Prompt:
Every entry that follows should be output exactly, and every image in it left out.

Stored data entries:
+--
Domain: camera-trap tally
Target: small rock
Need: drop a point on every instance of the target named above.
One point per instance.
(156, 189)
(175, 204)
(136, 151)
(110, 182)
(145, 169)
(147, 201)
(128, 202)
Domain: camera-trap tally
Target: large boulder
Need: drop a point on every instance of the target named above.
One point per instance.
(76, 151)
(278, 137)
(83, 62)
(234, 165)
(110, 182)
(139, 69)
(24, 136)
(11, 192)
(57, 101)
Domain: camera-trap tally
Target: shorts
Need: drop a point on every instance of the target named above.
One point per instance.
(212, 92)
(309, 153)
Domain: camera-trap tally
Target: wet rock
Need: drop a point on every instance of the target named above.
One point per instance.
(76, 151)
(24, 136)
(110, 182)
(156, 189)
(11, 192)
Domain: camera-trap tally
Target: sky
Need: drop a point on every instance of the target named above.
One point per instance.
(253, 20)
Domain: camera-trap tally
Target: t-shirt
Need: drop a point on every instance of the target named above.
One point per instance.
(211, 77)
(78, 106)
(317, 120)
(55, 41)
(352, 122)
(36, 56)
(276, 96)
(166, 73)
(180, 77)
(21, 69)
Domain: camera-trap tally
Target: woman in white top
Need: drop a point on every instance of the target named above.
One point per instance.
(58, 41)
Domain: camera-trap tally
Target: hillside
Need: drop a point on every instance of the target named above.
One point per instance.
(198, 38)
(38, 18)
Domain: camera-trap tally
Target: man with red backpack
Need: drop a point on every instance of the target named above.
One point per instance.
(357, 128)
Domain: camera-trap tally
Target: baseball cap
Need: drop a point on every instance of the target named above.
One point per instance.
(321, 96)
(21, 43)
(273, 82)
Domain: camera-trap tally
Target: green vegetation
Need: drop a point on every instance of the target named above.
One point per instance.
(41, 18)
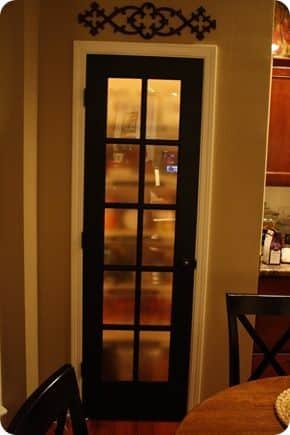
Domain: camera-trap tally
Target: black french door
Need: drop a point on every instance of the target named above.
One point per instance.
(142, 140)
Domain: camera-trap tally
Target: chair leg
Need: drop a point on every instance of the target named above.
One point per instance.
(60, 424)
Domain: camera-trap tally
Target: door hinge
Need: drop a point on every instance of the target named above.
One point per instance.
(85, 97)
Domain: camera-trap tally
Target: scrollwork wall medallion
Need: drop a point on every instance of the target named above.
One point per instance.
(147, 20)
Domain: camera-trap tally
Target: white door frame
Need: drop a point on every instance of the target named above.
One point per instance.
(209, 54)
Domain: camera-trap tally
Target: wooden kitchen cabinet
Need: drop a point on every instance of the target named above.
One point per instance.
(270, 328)
(278, 161)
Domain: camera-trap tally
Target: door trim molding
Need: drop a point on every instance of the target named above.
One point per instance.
(209, 54)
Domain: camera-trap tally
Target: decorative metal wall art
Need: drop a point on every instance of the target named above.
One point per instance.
(147, 20)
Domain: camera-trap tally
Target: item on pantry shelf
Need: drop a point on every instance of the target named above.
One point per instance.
(272, 247)
(285, 255)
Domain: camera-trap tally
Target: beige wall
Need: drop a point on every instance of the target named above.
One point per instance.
(244, 40)
(11, 197)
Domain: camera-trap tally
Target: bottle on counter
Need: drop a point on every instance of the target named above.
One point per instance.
(272, 247)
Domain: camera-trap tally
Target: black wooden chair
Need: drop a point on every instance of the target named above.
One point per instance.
(51, 402)
(238, 307)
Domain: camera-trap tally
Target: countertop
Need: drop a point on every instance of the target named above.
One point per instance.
(270, 270)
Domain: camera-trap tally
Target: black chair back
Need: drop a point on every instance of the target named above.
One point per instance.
(238, 307)
(52, 401)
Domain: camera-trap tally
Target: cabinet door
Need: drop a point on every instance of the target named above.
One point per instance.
(278, 163)
(143, 117)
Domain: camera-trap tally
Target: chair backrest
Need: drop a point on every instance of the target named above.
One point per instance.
(52, 400)
(238, 307)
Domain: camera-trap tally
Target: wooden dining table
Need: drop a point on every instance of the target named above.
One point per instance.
(247, 408)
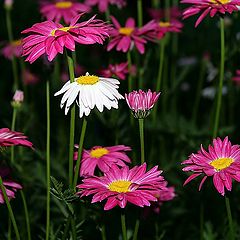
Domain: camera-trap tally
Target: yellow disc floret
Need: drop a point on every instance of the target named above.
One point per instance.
(64, 4)
(87, 79)
(221, 163)
(98, 152)
(120, 186)
(126, 31)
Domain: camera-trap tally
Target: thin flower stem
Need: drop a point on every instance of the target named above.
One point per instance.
(26, 215)
(140, 15)
(124, 229)
(160, 72)
(219, 96)
(199, 90)
(80, 149)
(13, 128)
(141, 132)
(130, 83)
(229, 214)
(48, 160)
(72, 123)
(10, 38)
(103, 232)
(9, 209)
(136, 230)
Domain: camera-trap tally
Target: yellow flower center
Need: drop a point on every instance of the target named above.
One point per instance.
(119, 186)
(88, 80)
(126, 31)
(220, 1)
(64, 29)
(221, 163)
(16, 43)
(99, 152)
(64, 4)
(164, 24)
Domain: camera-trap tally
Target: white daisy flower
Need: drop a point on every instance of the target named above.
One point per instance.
(90, 91)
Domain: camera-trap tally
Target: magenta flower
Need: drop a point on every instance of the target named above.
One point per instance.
(236, 78)
(103, 158)
(122, 185)
(124, 38)
(222, 162)
(50, 38)
(141, 103)
(103, 4)
(12, 49)
(58, 9)
(10, 185)
(209, 7)
(29, 78)
(11, 138)
(117, 70)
+--
Exercise solution:
Domain: camera-trap tally
Target: small rock
Need: drop a point on every instance of the target named above.
One point per instance.
(156, 189)
(175, 204)
(136, 151)
(110, 182)
(145, 169)
(147, 201)
(128, 202)
Domain: camera-trap tally
Target: large boulder
Need: drop a point on every instance of the target named above.
One point per instance.
(76, 151)
(278, 137)
(83, 62)
(234, 165)
(110, 182)
(139, 69)
(24, 136)
(11, 192)
(57, 101)
Domain: camera-trap tally
Target: shorts
Need: drop a point on every instance of the target named above.
One point per instance.
(212, 92)
(309, 153)
Domain: camera-trap tally
Target: wet rock
Need: drop a point on every instance of the target named above.
One point per instance.
(76, 151)
(24, 136)
(110, 182)
(156, 189)
(11, 192)
Domain: camera-trap tally
Target: sky
Need: drop a point on every instance of the target named above.
One point per instance.
(253, 20)
Domain: camera-trap tally
Target: t-shirt
Need: drop a point on every instance of the target named above.
One point per instance.
(211, 77)
(78, 106)
(317, 120)
(55, 41)
(352, 122)
(36, 56)
(276, 96)
(166, 73)
(180, 77)
(21, 69)
Domain: camera-trap tally
Target: woman in white top
Need: drop a point on every instance of the target named above.
One point per instance.
(58, 41)
Domain: camera-trap tally
Target: hillside
Need: drop a point on every instance of the target named above.
One point per instance.
(198, 38)
(38, 18)
Domain: camera-trap tally
Target: man with red backpack
Need: drop a point on every instance of the target named above.
One point per instance.
(357, 128)
Domain: camera-trap tally
Target: baseball cap
Need: drop a point on every instance of the target named above.
One point per instance.
(321, 96)
(21, 43)
(273, 82)
Domain: camera-trap tally
Target: green vegetation
Need: drop a point on every instance of the target named above.
One point per instance.
(41, 18)
Domain: camera-trap tally
Target: black french door
Need: drop a point on every instance of the target named above.
One point per instance.
(142, 140)
Domain: camera-trap tally
Target: chair leg
Need: drop a point on every instance of the target named above.
One point per instance.
(60, 424)
Domain: camera-trap tally
Target: door hinge
Need: drop a point on every instance of the target named above.
One point per instance.
(85, 97)
Domain: camera-trap tally
Target: scrollwork wall medallion
Need: drop a point on every instance of the target named above.
One point per instance.
(147, 20)
Domain: camera-trap tally
Target: white door frame
Need: drop a point on every instance of the target named above.
One point per instance.
(209, 54)
Domain: camera-trap tally
Target: wooden kitchen cabinet
Need: drop a point on every instance of the target named above.
One point per instance.
(270, 328)
(278, 161)
Domain: camera-trap tally
Target: door trim molding
Need: drop a point on every instance of the target named above.
One point per instance.
(209, 54)
Domain: camera-trap tally
Target: decorative metal wall art
Need: drop a point on every instance of the target named above.
One point per instance.
(147, 20)
Domain: camera-trap tally
Target: item on pantry shelf
Need: drop a point on every instance of the target named above.
One point per instance.
(272, 247)
(285, 255)
Domain: camera-trap tally
Target: beige wall
Need: drop a point on every instance of the target named above.
One point per instance.
(244, 40)
(11, 197)
Domain: camera-trap tally
Target: bottle on counter
Need: drop a point on every instance of the target named above.
One point per instance.
(272, 247)
Domain: camera-trap tally
Target: black wooden chair
Need: drop a point on every instance of the target named above.
One point per instance.
(51, 402)
(238, 307)
Domain: camera-trap tally
Target: countertop
Need: drop a point on every instance of the target named above.
One point per instance.
(270, 270)
Domain: camera-trap tally
Target: black chair back
Need: drop a point on every instance of the target named above.
One point per instance.
(238, 307)
(52, 401)
Domain: camera-trap tally
Target: cabinet door
Need: drop a point on every instance of the target named above.
One point per instance.
(278, 163)
(143, 117)
Domain: camera-trap tally
Target: chair backrest
Need: drop a point on every instance of the target named above.
One point per instance.
(52, 400)
(238, 307)
Domain: camera-trap tally
Target: wooden dining table
Need: drop a point on every instance of the target named above.
One point per instance.
(247, 408)
Domain: camera-trap tally
Target: yellow disc floret
Need: drop a point on every instance of the target named above.
One point per instance.
(64, 4)
(87, 79)
(221, 163)
(98, 152)
(120, 186)
(126, 31)
Domain: camera-trap tally
Target: thin flower stem
Need: drop a point on every instance of the target named above.
One point per instance.
(26, 215)
(140, 15)
(124, 229)
(160, 72)
(219, 96)
(199, 90)
(80, 149)
(13, 128)
(141, 132)
(130, 83)
(229, 214)
(48, 160)
(72, 123)
(10, 38)
(103, 232)
(9, 209)
(136, 230)
Domain: camera-trap tally
Target: yellow flower center
Need: drop a point on every instance of the target named above.
One point per instance.
(119, 186)
(88, 80)
(126, 31)
(220, 1)
(64, 29)
(221, 163)
(16, 43)
(99, 152)
(64, 4)
(164, 24)
Domain: camera-trap tally
Target: white daisy flower
Need: drop a point on every instance of the target named above.
One point per instance.
(90, 91)
Domain: camera-trap tally
Target: magenta flower
Need: drop a point on every instance of the target named above.
One point per instance.
(236, 78)
(103, 158)
(122, 185)
(124, 38)
(222, 162)
(50, 38)
(141, 103)
(103, 4)
(12, 49)
(58, 9)
(10, 185)
(209, 7)
(29, 78)
(11, 138)
(117, 70)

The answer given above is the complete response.